[TASK DETAILS]:
Where the data below has the string "hanging", return the whole line.

[MATERIAL PROVIDED]:
•••

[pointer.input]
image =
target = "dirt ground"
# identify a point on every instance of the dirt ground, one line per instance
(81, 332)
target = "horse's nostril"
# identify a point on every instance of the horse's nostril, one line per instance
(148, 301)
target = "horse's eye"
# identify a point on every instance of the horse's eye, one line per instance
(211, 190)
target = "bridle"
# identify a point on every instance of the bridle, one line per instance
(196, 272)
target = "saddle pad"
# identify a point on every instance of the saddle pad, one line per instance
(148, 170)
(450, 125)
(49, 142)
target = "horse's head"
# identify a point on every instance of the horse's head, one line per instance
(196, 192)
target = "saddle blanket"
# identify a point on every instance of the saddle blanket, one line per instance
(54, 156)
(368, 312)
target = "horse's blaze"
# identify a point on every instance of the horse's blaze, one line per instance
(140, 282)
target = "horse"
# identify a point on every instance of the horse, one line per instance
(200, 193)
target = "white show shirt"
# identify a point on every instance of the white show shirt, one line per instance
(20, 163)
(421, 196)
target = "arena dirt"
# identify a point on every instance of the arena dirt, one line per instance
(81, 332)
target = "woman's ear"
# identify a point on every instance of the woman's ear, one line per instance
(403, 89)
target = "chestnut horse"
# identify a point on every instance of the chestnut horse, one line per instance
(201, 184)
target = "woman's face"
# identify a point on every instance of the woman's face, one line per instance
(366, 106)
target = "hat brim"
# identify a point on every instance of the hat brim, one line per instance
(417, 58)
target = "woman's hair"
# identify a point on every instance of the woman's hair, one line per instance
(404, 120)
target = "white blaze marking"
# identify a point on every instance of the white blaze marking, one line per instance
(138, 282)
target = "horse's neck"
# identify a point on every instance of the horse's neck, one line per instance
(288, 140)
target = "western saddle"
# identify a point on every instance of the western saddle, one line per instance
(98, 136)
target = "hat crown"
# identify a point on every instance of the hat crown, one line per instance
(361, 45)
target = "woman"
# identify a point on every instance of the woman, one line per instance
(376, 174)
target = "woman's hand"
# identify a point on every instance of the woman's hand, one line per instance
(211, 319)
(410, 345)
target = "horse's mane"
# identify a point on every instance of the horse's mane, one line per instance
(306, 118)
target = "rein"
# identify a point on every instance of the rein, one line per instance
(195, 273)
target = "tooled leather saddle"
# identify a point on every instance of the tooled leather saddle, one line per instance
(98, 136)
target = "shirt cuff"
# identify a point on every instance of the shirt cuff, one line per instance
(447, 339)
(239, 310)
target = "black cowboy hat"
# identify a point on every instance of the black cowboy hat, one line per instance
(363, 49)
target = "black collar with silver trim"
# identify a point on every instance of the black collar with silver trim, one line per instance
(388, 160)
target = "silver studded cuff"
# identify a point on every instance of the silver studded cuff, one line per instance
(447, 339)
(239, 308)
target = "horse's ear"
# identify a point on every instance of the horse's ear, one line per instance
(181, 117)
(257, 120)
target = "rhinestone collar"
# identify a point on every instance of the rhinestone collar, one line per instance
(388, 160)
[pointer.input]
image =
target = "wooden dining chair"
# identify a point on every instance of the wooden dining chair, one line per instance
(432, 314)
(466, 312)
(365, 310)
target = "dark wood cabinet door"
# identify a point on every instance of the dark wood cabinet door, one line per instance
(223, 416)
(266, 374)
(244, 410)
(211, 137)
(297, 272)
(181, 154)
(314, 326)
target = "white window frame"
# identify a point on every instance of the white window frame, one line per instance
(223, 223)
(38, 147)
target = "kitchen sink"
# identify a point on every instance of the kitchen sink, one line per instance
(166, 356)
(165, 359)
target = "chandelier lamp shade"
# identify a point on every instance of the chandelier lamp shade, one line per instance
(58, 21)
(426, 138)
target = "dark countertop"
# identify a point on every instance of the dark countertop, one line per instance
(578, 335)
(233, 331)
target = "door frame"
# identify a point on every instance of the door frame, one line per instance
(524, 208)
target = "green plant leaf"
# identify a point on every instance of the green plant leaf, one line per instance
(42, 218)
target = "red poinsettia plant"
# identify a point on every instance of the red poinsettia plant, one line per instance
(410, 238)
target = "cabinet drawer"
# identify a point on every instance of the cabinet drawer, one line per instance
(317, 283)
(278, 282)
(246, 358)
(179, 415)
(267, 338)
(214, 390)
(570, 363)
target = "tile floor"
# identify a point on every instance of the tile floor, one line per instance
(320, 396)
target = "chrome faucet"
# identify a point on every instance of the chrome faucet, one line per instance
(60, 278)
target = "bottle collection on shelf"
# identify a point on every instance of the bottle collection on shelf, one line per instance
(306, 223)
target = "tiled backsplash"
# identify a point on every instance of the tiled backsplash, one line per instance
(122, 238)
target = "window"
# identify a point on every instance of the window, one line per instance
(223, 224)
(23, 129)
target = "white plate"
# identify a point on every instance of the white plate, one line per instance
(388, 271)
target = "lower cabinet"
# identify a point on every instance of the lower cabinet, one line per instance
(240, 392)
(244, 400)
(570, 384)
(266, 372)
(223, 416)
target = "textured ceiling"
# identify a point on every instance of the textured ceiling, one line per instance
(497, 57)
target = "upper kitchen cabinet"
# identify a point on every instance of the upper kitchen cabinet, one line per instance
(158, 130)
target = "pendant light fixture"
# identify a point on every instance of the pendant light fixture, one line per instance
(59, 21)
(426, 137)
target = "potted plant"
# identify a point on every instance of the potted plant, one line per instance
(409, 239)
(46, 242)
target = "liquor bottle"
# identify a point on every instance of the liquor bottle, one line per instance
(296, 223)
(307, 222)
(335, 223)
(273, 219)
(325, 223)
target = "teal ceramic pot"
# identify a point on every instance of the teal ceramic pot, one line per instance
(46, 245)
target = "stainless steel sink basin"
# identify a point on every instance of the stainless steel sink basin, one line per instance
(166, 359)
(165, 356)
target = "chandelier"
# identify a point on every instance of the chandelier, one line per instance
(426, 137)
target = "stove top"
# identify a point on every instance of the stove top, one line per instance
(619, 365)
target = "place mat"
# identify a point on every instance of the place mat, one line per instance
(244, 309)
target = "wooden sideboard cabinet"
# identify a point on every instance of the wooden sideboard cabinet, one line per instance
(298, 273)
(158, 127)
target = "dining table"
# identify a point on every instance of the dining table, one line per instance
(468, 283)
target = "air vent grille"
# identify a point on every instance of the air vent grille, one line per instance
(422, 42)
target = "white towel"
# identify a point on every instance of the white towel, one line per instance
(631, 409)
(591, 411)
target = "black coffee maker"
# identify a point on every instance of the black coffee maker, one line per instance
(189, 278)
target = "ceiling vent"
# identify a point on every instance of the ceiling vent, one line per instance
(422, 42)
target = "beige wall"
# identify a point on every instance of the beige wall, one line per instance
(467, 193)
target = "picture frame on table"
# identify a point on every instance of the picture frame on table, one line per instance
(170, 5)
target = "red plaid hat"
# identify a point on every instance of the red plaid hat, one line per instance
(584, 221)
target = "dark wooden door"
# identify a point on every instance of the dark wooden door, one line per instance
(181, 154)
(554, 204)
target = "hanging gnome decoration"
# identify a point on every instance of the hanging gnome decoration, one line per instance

•••

[EXPECTED ANSWER]:
target = "hanging gnome decoration"
# identify a point on every instance of the hanging gnome decoration, one line per instance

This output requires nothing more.